→ **Task brief**:
Retype the complete listing without any change.

→ **Data shown**:

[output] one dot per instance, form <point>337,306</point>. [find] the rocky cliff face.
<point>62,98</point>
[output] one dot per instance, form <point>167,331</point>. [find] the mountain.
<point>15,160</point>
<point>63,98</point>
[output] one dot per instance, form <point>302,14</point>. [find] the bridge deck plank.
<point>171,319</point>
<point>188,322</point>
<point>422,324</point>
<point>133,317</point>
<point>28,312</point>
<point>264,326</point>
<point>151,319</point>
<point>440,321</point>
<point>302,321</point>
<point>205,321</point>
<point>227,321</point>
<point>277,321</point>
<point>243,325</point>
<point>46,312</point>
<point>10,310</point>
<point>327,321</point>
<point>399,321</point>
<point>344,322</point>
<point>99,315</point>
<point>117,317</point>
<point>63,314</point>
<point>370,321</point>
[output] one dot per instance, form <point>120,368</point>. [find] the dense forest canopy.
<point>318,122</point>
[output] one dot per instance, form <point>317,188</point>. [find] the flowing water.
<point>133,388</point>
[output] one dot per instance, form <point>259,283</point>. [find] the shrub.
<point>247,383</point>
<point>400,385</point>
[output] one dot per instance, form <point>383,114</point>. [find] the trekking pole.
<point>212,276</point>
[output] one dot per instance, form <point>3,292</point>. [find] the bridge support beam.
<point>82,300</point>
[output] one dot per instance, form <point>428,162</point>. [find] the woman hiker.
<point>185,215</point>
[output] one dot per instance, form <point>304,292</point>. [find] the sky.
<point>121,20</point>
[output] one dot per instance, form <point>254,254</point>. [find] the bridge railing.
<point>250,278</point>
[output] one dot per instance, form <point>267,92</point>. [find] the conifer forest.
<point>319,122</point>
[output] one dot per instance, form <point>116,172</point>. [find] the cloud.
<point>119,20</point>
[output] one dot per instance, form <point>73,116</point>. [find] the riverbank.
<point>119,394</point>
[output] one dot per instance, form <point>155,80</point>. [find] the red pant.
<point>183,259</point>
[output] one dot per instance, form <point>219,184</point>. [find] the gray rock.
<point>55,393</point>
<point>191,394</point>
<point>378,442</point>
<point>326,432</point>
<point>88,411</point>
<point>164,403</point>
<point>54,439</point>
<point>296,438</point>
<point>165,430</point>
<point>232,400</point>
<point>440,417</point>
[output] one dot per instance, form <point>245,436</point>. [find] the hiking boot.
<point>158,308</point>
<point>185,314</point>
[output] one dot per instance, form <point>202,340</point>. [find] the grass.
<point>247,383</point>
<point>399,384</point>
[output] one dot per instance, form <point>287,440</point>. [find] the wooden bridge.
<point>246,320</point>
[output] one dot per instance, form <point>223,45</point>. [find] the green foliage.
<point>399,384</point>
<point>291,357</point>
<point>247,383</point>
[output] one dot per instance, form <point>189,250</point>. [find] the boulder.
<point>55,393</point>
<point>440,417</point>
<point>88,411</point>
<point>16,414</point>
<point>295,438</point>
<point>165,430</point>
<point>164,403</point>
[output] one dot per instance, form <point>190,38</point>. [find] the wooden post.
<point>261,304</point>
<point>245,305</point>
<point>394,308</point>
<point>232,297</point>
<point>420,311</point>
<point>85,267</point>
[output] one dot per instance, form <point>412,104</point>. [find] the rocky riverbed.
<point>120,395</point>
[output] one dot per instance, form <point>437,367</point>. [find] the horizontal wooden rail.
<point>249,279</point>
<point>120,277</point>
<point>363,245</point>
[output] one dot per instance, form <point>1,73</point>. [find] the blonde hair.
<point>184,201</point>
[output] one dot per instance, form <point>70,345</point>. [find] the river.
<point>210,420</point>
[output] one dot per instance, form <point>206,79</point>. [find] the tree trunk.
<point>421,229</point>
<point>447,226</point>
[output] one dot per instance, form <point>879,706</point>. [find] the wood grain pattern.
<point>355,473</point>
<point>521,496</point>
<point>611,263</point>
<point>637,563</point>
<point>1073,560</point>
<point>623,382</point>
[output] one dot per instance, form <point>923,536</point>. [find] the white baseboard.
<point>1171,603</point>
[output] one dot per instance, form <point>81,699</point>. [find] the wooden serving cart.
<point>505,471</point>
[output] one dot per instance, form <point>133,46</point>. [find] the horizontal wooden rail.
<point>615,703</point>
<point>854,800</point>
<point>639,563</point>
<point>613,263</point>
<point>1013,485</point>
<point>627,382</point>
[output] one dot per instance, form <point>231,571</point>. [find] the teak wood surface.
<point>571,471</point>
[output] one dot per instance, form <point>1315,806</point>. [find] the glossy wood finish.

→ **Answer for this exercise**:
[output] one dot per instance, form <point>337,306</point>. [find] the rocky cliff face.
<point>62,98</point>
[output] one dot per instance, form <point>167,331</point>. [find] the mountain.
<point>15,160</point>
<point>63,98</point>
[output] one dot per instance, form <point>302,14</point>. [find] the bridge deck plank.
<point>171,319</point>
<point>188,322</point>
<point>422,324</point>
<point>133,317</point>
<point>28,312</point>
<point>264,326</point>
<point>151,319</point>
<point>440,321</point>
<point>302,321</point>
<point>205,321</point>
<point>227,321</point>
<point>277,321</point>
<point>243,325</point>
<point>46,312</point>
<point>10,310</point>
<point>327,321</point>
<point>399,321</point>
<point>344,322</point>
<point>99,315</point>
<point>117,317</point>
<point>63,314</point>
<point>370,321</point>
[output] one dot per instance, form <point>120,368</point>. [find] the dense forest canopy.
<point>318,122</point>
[output] one dot per instance, form <point>317,188</point>. [find] the flowing water.
<point>133,388</point>
[output] one dot per instance, form <point>259,283</point>. [find] the shrub.
<point>247,383</point>
<point>400,385</point>
[output] one dot per instance, form <point>383,114</point>. [find] the trekking pole.
<point>212,276</point>
[output] one dot per instance, form <point>3,292</point>. [find] the bridge support beam.
<point>82,300</point>
[output] one dot per instance, form <point>428,162</point>. [find] the woman hiker.
<point>185,215</point>
[output] one dot per instance, form <point>304,292</point>. [find] the sky.
<point>121,20</point>
[output] one dot per instance, form <point>254,254</point>. [find] the bridge railing.
<point>250,278</point>
[output] one dot per instance, form <point>267,92</point>. [find] the conifer forest.
<point>319,122</point>
[output] one dot per instance, form <point>116,172</point>. [find] the cloud.
<point>119,20</point>
[output] one dot per instance, form <point>73,116</point>. [find] the riverbank.
<point>119,394</point>
[output] one dot per instance, form <point>155,80</point>. [find] the red pant.
<point>183,259</point>
[output] one dot per instance, form <point>219,184</point>. [find] the gray rock.
<point>55,393</point>
<point>191,394</point>
<point>378,442</point>
<point>326,432</point>
<point>88,411</point>
<point>164,403</point>
<point>54,439</point>
<point>296,438</point>
<point>165,430</point>
<point>232,400</point>
<point>440,417</point>
[output] one dot per instance, form <point>245,436</point>. [find] the hiking boot.
<point>158,308</point>
<point>185,314</point>
[output] one dot per instance, form <point>202,340</point>. [find] the grass.
<point>247,383</point>
<point>399,384</point>
[output] one dot per instance, form <point>287,440</point>. [find] the wooden bridge.
<point>246,320</point>
[output] one dot per instance, form <point>223,45</point>. [find] the green foliage.
<point>399,384</point>
<point>291,357</point>
<point>247,383</point>
[output] one dot per instance, form <point>189,250</point>. [find] the boulder.
<point>55,393</point>
<point>440,417</point>
<point>88,411</point>
<point>16,414</point>
<point>295,438</point>
<point>165,430</point>
<point>164,403</point>
[output] one dot per instance, form <point>190,38</point>. [find] the wooden post.
<point>261,304</point>
<point>245,305</point>
<point>394,308</point>
<point>232,297</point>
<point>420,311</point>
<point>85,267</point>
[output] one dot per instance, form <point>412,104</point>. [find] the rocky riverbed.
<point>120,395</point>
[output] one dot per instance, form <point>437,367</point>. [find] the horizontal wooden rail.
<point>249,279</point>
<point>120,277</point>
<point>363,245</point>
[output] one dot per instance, form <point>1,73</point>. [find] the blonde hair.
<point>184,201</point>
[output] one dot per instance, form <point>70,345</point>. [find] the river.
<point>210,420</point>
[output] one dot per instance, form <point>206,79</point>. [find] the tree trunk.
<point>421,229</point>
<point>447,226</point>
[output] one dot per instance, form <point>879,706</point>. [find] the wood grain pattern.
<point>355,473</point>
<point>521,496</point>
<point>611,263</point>
<point>637,563</point>
<point>1073,560</point>
<point>623,382</point>
[output] one dot per instance, form <point>923,536</point>. [find] the white baseboard.
<point>1171,603</point>
[output] one dot per instance, form <point>81,699</point>. [find] the wooden serving cart.
<point>505,471</point>
[output] one dot per instance, form <point>133,46</point>. [find] the horizontal wooden rail.
<point>615,703</point>
<point>854,800</point>
<point>639,563</point>
<point>613,263</point>
<point>1013,485</point>
<point>627,382</point>
[output] one dot per instance, form <point>231,571</point>. [find] the teak wood surface.
<point>571,471</point>
[output] one dot per instance, form <point>1315,806</point>. [find] the glossy wood finish.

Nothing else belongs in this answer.